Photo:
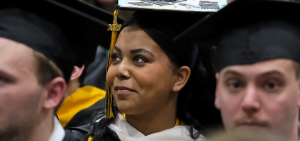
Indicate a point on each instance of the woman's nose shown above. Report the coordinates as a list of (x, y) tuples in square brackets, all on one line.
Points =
[(122, 70)]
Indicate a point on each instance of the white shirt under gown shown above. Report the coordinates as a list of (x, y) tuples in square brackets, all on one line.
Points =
[(126, 132)]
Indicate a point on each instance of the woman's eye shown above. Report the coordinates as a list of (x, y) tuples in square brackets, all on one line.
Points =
[(139, 59), (2, 80), (235, 85), (115, 57)]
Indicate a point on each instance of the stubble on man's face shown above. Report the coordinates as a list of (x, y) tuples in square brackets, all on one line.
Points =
[(20, 92)]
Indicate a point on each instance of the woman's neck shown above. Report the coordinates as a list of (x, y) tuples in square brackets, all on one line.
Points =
[(156, 120)]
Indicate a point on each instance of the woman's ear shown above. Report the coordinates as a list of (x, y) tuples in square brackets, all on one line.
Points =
[(217, 99), (183, 75)]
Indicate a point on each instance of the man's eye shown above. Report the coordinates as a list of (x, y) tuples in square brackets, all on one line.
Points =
[(234, 85), (271, 86)]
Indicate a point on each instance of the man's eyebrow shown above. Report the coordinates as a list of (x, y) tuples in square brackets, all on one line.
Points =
[(273, 72), (117, 49), (141, 50), (6, 74), (231, 72)]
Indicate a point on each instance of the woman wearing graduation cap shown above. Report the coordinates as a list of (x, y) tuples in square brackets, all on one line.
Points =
[(157, 90)]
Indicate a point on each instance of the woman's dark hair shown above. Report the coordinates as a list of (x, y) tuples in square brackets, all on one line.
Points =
[(195, 104)]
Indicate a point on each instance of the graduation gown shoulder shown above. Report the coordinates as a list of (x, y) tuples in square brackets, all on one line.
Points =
[(81, 133)]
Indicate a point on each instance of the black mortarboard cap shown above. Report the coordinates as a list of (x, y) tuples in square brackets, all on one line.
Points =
[(66, 32), (249, 31)]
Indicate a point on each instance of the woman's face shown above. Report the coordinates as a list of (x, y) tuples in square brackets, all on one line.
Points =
[(141, 76)]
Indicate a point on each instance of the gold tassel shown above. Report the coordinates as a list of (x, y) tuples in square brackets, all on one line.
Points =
[(115, 27)]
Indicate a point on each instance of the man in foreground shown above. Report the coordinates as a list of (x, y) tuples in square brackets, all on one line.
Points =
[(40, 43)]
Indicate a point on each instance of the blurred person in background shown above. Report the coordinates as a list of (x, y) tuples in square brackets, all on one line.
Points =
[(258, 56)]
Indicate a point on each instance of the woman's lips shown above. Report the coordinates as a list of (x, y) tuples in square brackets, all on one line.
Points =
[(121, 90)]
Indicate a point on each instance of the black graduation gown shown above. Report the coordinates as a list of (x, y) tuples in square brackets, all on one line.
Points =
[(80, 133)]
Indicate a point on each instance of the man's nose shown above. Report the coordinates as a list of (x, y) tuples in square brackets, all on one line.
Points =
[(251, 102)]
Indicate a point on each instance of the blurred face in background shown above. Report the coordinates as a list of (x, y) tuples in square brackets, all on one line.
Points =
[(20, 92), (260, 96), (142, 78)]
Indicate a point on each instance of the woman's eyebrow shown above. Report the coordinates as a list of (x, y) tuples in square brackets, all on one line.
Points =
[(117, 49), (133, 51)]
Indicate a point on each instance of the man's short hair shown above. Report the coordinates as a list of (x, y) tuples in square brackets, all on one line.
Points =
[(46, 69)]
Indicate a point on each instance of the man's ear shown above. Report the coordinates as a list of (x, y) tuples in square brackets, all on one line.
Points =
[(217, 100), (183, 75), (76, 72), (55, 92)]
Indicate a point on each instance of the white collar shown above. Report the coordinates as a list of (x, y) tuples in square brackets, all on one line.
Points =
[(128, 133), (58, 132)]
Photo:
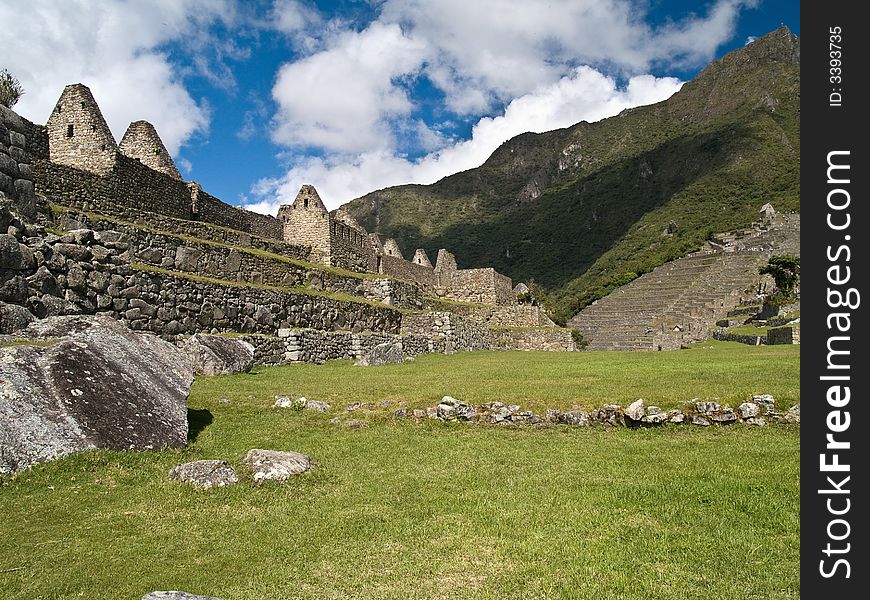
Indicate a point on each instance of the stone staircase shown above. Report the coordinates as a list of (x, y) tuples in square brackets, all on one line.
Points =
◆ ◆ ◆ ◆ ◆ ◆ ◆
Exercise brief:
Substitute "occurrence" for "instance" throughout the entire listing above, keeping everything else unchanged, and reproduce it without the pictures.

The solution:
Photo:
Indicate a point on each occurrence of the woman's nose shown above. Report the coordinates as a list of (x, y) tuples in square brackets, all on one line.
Points =
[(122, 70)]
Indicate a point on each occurrence of the white shirt under gown shown above. Report the coordinates as a list of (x, y) tuples in square brackets, all on one line.
Points =
[(126, 132)]
Indicate a point on each occurrence of the woman's eye shown above. Report the coordinates as a list of (x, y) tuples in square brackets, all on one line.
Points =
[(139, 59), (2, 80), (235, 85), (115, 57)]
Indicate a point on each occurrence of the stubble on man's face shown above. Report the coordinates as a list of (x, y) tuples in square brackets, all on one line.
Points =
[(20, 92)]
Indicate a point on each occurrence of the woman's neck shown above. Report the coordinates as a list of (x, y) tuples in square brackets, all on one line.
Points =
[(156, 120)]
Indicate a point on each occurrence of the woman's ear shown above. Report the coordinates as a list of (x, y) tuples in square brackets, all on one line.
Points =
[(217, 99), (183, 75)]
Indicate a point on each occurrence of the man's eye shown above. Report the coordinates as a list of (x, y) tuples in square brackets, all on one line.
Points =
[(234, 85), (271, 86)]
Indicate a point on each occurrence of the man's eyebrow shown above. Report the coordinates as a list of (x, y) tuples in square brackets, all on one line.
Points =
[(273, 72), (117, 49), (141, 50), (6, 74), (231, 72)]
Indicate a point on each occurrence of the woman wearing graduation cap shown above. Report the coordinates as a list of (x, y) tuples in square brackets, all on one line.
Points =
[(157, 90)]
Indicate a point on each occurrence of the woman's dark hair shown above. Report the coordinates as a list of (x, y) tuples in square brackets, all on one line.
Points =
[(195, 104)]
Indicate a point on each occurrence of the graduation gown shoulder shown above. Report the coordinates as a list of (x, y) tuples in square brackets, all on one line.
Points =
[(81, 133)]
Indicate a point on each occurrence of the black mortarboard cap shown above. Report the coordinates as a list of (x, y) tuples in square brackets, all on one line.
Points =
[(66, 32), (249, 31)]
Indicate a point on each occurrence of the woman's face shown above. Report the coordinates as a list of (x, y) tuples in square brackets, all on one line.
Points =
[(141, 76)]
Indicate a point on each occurrence of the gold tassel shown above. Report the coordinates as a list of (x, y) tuples in square brackets, all on one line.
Points =
[(115, 27)]
Indicate a point on each occurrence of the man in foreground shown above. Report the coordinates as a list of (x, y) tuples in square brackets, all on one line.
Points =
[(40, 43)]
Indicate a point on each occurrence of the blurred person in background shown above. Report the coordinates as a list of (x, y) tuples in square brackets, all on one line.
Points =
[(258, 56)]
Indicate a point on each occurrence of the woman's lips shown above. Report the coordinates as a list of (x, y) tuples in square brackets, all on one line.
Points =
[(121, 90)]
Indicate a point on each occurrence of the black graduation gown shown above. Report the coordinates as a list of (x, y) tuples in square brackets, all on one line.
Points =
[(80, 133)]
Indicate a point on each occurrence of the man's nose shown above. Report the coordinates as a list of (x, y) tuples in square brackets, all on one line.
Points =
[(251, 102)]
Indicate a point on each occurrence of the blurred face in background shown above. Report the coordinates as a list of (x, y) tuples in square brackets, all on one line.
Points =
[(20, 92), (260, 96), (142, 78)]
Indicate a point on each occurrence of the woman's eyebrow shown above. Report the coordinates as a list of (x, y) tuples in square brackets, all on one line.
Points =
[(117, 49), (133, 51)]
Indicate a point on each occurrence of the man's short hair shown above. Report the coordinates as a list of (x, y) tuples in square brackets, all on one line.
Points =
[(46, 69)]
Indicate a point on each occurrence of the man's ear shown above. Report the coordinates as a list of (x, y) tuples in square brackets, all on one line.
Points =
[(217, 100), (183, 75), (76, 72), (55, 92)]
Indicate a point on each occurrence of the white collar shown above. Report the coordinates as a list of (x, y) tuples in square brackets, all on one line.
Points =
[(128, 133), (58, 132)]
Photo:
Indicate a point on each occurrence of the stone staircase shown above. Report the coordinates as a list of (x, y) tuples in square brackets, all on one line.
Points =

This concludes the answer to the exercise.